On 19 June 2019, the Supervisory Board of the Company elected Dr. Junyang (Jenny) Shao as its new Chairwoman.
Accordingly, the Supervisory Board of the Company is composed of the following members:
The shareholder representatives are Dr. Junyang (Jenny) Shao (Chairwoman of the Supervisory Board), Otmar Debald, Andreas Karpenstein, Yun (Joann) Cheng and Michael Chou.
The employee representatives on the Supervisory Board are Barbara Pfeiffer (Deputy Chairwoman of the Supervisory Board), Stefanie Branahl, Kitty Cleijne-Wouters, Sven Terpe and Oliver Kerinnes.
As a general rule, their term of office is for a period of five years.
- Junyang (Jenny) Shao (Chairwoman of the Supervisory Board)
Vice President of the Fosun Fashion Group, Shanghai/China
Born in 1981, Dr. Junyang (Jenny) Shao currently holds the position of Vice President at the Fosun Fashion Group. She has many years of experience working at various management consulting firms. From 2012 to 2016, she was a Director at Acxit Capital Partners in Frankfurt/Main and prior to that a Senior Consultant at PwC in Düsseldorf from 2011 to 2012.
Dr. Junyang (Jenny) Shao studied business administration at Georg August University in Göttingen from 2001 to 2005. From 2006 to 2009, she subsequently completed post-graduate studies at the Supply Management Institute of EBS University of Business and Law in Oestrich-Winkel, ultimately receiving the academic title of Ph.D. (Doctor of Philosophy).
- Barbara Pfeiffer (Deputy Chairwoman of the Supervisory Board)

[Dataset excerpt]
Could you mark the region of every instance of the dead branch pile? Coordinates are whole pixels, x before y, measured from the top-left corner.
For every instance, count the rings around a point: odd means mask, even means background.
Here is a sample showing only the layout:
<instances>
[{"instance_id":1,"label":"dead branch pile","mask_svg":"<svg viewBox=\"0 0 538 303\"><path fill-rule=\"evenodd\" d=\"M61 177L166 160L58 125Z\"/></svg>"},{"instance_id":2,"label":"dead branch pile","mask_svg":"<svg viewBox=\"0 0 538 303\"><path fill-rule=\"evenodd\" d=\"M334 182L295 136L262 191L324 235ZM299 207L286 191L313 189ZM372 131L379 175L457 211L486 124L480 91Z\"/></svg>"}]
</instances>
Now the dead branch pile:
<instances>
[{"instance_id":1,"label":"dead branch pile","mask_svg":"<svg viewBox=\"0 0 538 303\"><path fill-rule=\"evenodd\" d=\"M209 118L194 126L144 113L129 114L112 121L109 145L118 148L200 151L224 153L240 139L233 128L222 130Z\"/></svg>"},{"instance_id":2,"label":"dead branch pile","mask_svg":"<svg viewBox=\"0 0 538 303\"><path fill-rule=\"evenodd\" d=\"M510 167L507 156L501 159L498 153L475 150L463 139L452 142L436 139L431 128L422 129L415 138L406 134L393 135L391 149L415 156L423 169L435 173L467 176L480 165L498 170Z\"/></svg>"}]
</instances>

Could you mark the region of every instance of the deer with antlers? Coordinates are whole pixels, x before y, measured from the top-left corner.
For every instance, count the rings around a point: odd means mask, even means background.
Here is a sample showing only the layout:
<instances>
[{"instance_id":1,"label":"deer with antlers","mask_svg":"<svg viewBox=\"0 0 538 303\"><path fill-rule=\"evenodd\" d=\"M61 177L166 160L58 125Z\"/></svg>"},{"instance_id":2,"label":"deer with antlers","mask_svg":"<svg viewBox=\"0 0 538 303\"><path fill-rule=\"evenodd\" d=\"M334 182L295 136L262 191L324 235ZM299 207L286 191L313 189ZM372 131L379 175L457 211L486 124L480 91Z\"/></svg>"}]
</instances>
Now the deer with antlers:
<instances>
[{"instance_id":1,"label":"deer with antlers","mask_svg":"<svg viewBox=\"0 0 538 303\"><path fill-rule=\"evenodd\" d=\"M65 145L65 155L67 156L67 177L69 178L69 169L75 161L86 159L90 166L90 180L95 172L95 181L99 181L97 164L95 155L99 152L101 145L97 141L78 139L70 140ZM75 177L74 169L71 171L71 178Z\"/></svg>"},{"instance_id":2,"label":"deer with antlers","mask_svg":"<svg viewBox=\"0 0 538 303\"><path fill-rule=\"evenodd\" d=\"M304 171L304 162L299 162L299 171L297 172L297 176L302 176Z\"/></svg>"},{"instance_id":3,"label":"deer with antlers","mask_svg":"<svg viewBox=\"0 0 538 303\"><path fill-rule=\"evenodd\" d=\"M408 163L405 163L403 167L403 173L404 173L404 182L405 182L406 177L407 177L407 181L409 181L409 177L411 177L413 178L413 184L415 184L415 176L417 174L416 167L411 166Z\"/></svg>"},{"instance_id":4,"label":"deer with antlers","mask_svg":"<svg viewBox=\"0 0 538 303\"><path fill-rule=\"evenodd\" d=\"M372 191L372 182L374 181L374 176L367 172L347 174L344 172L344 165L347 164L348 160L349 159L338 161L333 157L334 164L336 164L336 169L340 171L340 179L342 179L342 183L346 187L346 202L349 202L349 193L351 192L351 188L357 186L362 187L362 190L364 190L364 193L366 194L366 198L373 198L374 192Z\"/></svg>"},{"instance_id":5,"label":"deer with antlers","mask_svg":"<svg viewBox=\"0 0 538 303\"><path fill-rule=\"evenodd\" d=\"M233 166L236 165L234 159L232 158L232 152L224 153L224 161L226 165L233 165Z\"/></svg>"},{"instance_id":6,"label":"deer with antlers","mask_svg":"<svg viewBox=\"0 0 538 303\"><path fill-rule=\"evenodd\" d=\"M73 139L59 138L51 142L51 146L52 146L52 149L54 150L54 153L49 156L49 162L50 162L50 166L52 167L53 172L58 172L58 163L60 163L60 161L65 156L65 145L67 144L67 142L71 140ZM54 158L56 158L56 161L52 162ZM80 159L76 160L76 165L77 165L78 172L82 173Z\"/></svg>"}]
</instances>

**PROMPT 1**
Answer these from the Supervisory Board passage:
(a) On what date was Dr. Junyang (Jenny) Shao elected Chairwoman of the Supervisory Board?
(b) Who is the Deputy Chairwoman of the Supervisory Board?
(c) At which university did Dr. Junyang (Jenny) Shao study business administration?
**PROMPT 2**
Please retype the Supervisory Board passage, starting with "Accordingly, the Supervisory" and going on through "and Michael Chou.".
**PROMPT 3**
Extend the Supervisory Board passage from where it stops.
You won't need the material for any of this.

**FINAL RESULT 1**
(a) 19 June 2019
(b) Barbara Pfeiffer
(c) Georg August University in Göttingen

**FINAL RESULT 2**
Accordingly, the Supervisory Board of the Company is composed of the following members:
The shareholder representatives are Dr. Junyang (Jenny) Shao (Chairwoman of the Supervisory Board), Otmar Debald, Andreas Karpenstein, Yun (Joann) Cheng and Michael Chou.

**FINAL RESULT 3**
Employee and Chairwoman of the Works Council at TOM TAILOR GmbH, Hamburg, Chairwoman of the SE Works Council and member of the Group Works Council
Born in 1966, Barbara Pfeiffer has worked at TOM TAILOR GmbH in Hamburg since 2006. She was employed in various purchasing and CSR positions at the TOM TAILOR Group, most recently as Director Strategic Buying. Since 2014, she has been Chairwoman of the Works Council of TOM TAILOR GmbH in Hamburg and as such has been released from these duties. She has been Chairwoman of the SE Works Council since 2016 and a member of the Group Works Council since 2018.
Pfeiffer began her career at Levi Strauss Germany in 1993, where her last position was Product Manager. From 1997 to 2006, she worked at Esprit Germany in various sourcing positions.
From 1987 to 1992, Barbara Pfeiffer studied apparel technology at Altstadt-Sigmaringen University and completed her studies with a Dipl. Ing. (University of Applied Sciences) qualification.
- Otmar Debald
Independent management consultant, working under his own name and for his own company
Born in 1954, Otmar Debald was employed for 30 years in various positions at consumer goods company Procter & Gamble, most recently as Director of Finance in Germany with additional responsibility for logistics and customer service in Germany, Austria and Switzerland. Since 2013, he has been a Senior Advisor at Corfina AG, additionally acting as that company’s shareholder since January 2018.
Otmar Debald studied at the University of Freiburg, where he completed his degree in economics (Diplom-Volkswirt) in 1979.
- Andreas Karpenstein
Partner and Managing Director of Deloitte Legal Rechtsanwaltsgesellschaft mbH, Düsseldorf
Andreas Karpenstein (born in 1963) has been Partner and Managing Director at Deloitte Legal Rechtsanwaltsgesellschaft mbH, since 2002. His career as a lawyer began in 1995 at Andersen Luther Rechtsanwaltsgesellschaft mbH.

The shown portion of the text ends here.